> _PROMPT_: Report each line of the records below that contains the string "polished", copying every such line in full. Case matters, so count only matches with the same capitalization.

> _EXCERPTED DATA_:
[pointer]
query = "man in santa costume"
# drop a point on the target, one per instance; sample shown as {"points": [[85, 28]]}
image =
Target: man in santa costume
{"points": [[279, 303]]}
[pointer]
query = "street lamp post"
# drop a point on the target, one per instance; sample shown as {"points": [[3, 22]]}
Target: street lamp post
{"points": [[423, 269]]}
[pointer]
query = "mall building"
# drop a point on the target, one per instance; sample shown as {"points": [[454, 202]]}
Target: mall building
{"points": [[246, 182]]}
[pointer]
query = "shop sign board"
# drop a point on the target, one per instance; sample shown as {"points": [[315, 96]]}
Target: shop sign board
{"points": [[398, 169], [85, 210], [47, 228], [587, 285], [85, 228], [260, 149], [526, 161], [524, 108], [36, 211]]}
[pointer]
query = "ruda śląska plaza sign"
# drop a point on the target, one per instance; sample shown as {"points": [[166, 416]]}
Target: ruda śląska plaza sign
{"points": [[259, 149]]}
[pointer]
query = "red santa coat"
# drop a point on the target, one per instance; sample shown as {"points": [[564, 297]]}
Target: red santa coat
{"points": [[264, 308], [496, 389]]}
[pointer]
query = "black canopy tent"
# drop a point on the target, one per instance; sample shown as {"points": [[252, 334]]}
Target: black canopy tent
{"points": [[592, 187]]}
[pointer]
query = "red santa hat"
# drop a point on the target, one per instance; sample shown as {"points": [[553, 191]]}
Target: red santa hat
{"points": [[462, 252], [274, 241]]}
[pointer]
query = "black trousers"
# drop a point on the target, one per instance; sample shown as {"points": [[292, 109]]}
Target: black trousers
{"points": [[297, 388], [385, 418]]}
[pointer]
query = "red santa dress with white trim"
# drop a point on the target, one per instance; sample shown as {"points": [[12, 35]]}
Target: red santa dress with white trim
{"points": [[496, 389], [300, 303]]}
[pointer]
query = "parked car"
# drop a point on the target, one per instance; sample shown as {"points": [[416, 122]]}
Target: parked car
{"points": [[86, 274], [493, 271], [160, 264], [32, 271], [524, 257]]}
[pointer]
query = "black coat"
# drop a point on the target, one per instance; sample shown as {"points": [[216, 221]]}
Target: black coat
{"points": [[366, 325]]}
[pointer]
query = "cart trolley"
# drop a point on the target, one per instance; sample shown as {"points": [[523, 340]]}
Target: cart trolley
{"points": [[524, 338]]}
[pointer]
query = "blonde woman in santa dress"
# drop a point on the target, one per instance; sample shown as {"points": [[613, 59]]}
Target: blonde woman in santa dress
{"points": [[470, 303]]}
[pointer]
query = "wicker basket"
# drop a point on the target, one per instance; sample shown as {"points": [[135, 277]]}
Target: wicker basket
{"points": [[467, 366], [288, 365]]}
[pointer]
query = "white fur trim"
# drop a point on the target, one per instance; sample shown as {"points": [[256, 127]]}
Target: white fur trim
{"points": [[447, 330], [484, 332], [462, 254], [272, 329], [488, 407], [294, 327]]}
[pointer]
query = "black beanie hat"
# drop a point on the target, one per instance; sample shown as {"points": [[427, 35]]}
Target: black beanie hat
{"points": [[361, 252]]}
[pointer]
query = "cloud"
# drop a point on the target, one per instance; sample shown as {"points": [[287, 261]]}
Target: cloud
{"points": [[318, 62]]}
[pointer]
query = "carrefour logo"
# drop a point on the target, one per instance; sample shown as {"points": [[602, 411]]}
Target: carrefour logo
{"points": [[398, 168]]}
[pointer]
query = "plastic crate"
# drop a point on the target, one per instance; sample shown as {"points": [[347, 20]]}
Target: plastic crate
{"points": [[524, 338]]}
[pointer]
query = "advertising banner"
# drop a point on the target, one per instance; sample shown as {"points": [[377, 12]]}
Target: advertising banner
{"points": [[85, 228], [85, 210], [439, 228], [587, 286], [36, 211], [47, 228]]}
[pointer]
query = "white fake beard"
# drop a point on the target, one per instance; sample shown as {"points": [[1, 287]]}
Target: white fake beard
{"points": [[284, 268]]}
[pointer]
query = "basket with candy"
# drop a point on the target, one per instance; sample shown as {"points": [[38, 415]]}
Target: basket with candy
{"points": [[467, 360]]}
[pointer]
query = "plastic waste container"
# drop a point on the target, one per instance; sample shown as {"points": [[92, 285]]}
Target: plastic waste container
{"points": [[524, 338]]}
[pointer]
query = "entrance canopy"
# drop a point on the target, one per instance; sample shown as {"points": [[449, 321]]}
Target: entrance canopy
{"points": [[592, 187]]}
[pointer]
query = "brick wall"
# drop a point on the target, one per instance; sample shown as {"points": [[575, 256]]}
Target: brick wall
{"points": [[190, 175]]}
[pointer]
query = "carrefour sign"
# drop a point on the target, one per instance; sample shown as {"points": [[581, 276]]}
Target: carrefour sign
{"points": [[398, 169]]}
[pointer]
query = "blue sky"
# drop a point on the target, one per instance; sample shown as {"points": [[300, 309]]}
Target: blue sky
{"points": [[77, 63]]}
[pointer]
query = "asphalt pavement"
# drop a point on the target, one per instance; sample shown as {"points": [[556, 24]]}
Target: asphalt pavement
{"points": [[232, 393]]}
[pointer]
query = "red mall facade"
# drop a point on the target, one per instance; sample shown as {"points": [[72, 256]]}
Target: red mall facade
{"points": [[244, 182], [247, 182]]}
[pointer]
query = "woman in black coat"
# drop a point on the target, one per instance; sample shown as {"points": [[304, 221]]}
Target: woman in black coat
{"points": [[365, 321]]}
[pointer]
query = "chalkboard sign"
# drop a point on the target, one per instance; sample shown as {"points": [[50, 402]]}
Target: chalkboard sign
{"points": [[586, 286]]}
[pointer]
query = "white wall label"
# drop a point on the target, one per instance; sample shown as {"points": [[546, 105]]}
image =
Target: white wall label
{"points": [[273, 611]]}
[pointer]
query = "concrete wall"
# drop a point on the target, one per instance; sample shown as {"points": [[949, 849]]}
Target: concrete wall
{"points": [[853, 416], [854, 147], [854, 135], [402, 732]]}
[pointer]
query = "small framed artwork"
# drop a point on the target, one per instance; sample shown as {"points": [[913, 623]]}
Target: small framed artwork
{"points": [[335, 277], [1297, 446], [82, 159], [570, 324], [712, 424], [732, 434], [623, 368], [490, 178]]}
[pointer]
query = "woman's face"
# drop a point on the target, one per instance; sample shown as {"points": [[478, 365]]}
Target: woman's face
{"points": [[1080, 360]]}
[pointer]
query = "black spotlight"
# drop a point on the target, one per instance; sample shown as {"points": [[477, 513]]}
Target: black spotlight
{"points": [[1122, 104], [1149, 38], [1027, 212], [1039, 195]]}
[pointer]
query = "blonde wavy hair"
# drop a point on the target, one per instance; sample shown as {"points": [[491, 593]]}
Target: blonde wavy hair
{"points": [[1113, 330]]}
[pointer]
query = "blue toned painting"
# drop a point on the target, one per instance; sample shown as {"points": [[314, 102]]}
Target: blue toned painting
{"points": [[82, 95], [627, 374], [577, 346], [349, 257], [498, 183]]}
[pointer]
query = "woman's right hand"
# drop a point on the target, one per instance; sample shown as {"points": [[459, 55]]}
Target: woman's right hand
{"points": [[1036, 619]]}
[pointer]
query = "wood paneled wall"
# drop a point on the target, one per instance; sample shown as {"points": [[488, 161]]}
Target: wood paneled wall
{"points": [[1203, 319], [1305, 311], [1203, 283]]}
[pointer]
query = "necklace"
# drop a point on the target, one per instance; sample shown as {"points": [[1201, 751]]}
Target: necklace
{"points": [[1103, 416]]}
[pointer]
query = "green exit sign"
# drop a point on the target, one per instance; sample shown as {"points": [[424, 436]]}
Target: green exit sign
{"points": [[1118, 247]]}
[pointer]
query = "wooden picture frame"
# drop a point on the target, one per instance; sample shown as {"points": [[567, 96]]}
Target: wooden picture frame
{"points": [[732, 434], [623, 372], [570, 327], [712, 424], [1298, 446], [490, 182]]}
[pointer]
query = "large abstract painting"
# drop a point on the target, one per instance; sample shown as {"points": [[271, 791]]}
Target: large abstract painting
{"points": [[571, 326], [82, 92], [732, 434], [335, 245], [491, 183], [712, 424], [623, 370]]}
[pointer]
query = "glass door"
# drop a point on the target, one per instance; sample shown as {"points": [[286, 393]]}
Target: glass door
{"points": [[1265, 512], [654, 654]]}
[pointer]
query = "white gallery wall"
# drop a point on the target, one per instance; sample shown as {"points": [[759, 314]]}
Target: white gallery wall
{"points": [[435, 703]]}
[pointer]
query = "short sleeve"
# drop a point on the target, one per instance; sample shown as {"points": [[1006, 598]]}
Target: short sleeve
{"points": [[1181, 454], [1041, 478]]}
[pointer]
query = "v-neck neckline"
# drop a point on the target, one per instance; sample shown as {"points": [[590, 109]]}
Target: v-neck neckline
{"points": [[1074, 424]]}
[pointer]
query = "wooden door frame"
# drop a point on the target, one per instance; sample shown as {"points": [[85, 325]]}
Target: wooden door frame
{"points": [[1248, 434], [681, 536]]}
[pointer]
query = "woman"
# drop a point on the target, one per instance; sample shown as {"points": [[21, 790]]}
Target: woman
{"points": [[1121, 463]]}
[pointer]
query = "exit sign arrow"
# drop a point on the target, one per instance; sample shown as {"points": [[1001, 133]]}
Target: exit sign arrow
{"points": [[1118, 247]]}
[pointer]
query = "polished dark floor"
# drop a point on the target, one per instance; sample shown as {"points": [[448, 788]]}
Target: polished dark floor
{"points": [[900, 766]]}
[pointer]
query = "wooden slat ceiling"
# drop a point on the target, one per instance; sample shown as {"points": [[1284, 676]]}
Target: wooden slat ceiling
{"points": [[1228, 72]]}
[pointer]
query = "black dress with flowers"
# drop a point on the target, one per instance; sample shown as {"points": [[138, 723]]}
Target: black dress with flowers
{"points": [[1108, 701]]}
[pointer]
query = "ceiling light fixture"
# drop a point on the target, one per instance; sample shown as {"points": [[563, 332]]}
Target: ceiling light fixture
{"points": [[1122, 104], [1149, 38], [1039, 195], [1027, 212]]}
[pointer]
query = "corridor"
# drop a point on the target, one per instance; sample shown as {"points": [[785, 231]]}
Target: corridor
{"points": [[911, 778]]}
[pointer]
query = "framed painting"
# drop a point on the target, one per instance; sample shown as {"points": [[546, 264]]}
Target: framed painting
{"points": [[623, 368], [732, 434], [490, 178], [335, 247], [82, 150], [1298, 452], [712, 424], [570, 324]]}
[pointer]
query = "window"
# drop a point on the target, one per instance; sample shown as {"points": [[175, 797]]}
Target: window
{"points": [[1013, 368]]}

> _SOLUTION TO THIS EXERCISE_:
query = "polished dark floor"
Target: polished dark floor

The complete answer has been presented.